• [Tasks and exercises]
[A] Do these statements agree with the text about life in a cold town: (i) the writer is good at lying, (ii) the writer has nowhere to go, (iii) the people in the town are warm? Answer yes or no for each and quote the deciding words.
[B] In the text about life in a cold town, replace "cold" with "freezing" and write out the passage from "The weather is" up to and including "anywhere to go.".

• [Text under study]
The weather is cold and so are the people in this town. It sucks because I can’t be. I don’t steal from people or rip them off and I’m horrible at lying and being deceitful.. but that’s how people around here feel like that’s how they have to be to get ahead. It’s every man for themselves. Unless you’re willing to be THAT girl. You know the one that you get her a little alcohol and a little bit of shit and she keeps a guy entertained for a while and he does what he wants with her and then she’s out the door. I can’t do that either. I can’t and I refuse to become a prostitute or f**k for for a place to live. I love and I feel and I’m scared. It’s cold out and I don’t have anywhere to go.

• [Collected data]

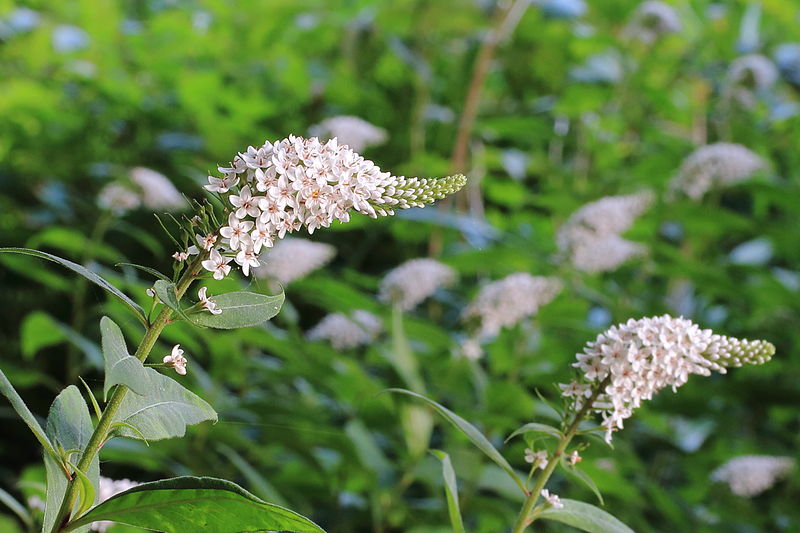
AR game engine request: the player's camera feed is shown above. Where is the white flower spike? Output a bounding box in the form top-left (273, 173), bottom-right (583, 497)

• [Solutions per task]
[A]
(i) No: "I’m horrible at lying and being deceitful"
(ii) Yes: "I don’t have anywhere to go."
(iii) No: "The weather is cold and so are the people in this town."

[B]
The weather is freezing and so are the people in this town. It sucks because I can’t be. I don’t steal from people or rip them off and I’m horrible at lying and being deceitful.. but that’s how people around here feel like that’s how they have to be to get ahead. It’s every man for themselves. Unless you’re willing to be THAT girl. You know the one that you get her a little alcohol and a little bit of shit and she keeps a guy entertained for a while and he does what he wants with her and then she’s out the door. I can’t do that either. I can’t and I refuse to become a prostitute or f**k for for a place to live. I love and I feel and I’m scared. It’s freezing out and I don’t have anywhere to go.